*Comando da atividade:*
Com base no texto sobre a reforma da escola, explique por que, segundo a coordenadora pedagógica, nunca mais faltou material pedagógico.

*Texto de apoio:*
•••

Em 2006, com a prestação de contas em dia, a escola voltou a ter o direito de participar de um programa da Secretaria de Educação para a reforma predial. Assim que os engenheiros consultaram a direção sobre as melhorias necessárias, uma assembleia extraordinária foi convocada e a proposta vencedora foi a construção de um refeitório e de duas praças, que se tornaram as áreas preferidas nos horários extra-sala. E, com dinheiro em caixa, foi possível pensar em várias ações para melhor atender a comunidade (leia o quadro ao lado).
O melhor de tudo, garante a coordenadora pedagógica, Cirlene Damasceno Picanço, é que todo esse esforço para conquistar um ambiente mais confortável e acolhedor teve reflexos diretos na aprendizagem dos alunos. Graças ao bom planejamento financeiro, nunca mais faltou material pedagógico. "Todos os pedidos feitos no começo do ano são atendidos nas datas previstas, sem atrasar o cronograma do planejamento de aulas", afirma. As reuniões de professores, antes pautadas por problemas de infraestrutura, agora são dedicadas exclusivamente a debater questões de ensino e aprendizagem.

•••

*Trechos dos dados:*

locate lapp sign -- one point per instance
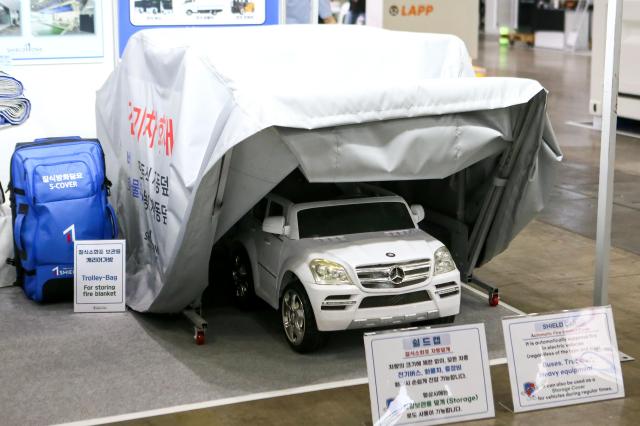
(421, 9)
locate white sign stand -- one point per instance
(99, 276)
(429, 375)
(607, 152)
(564, 358)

•••

*Resolução do exercício:*
Nunca mais faltou material pedagógico graças ao bom planejamento financeiro.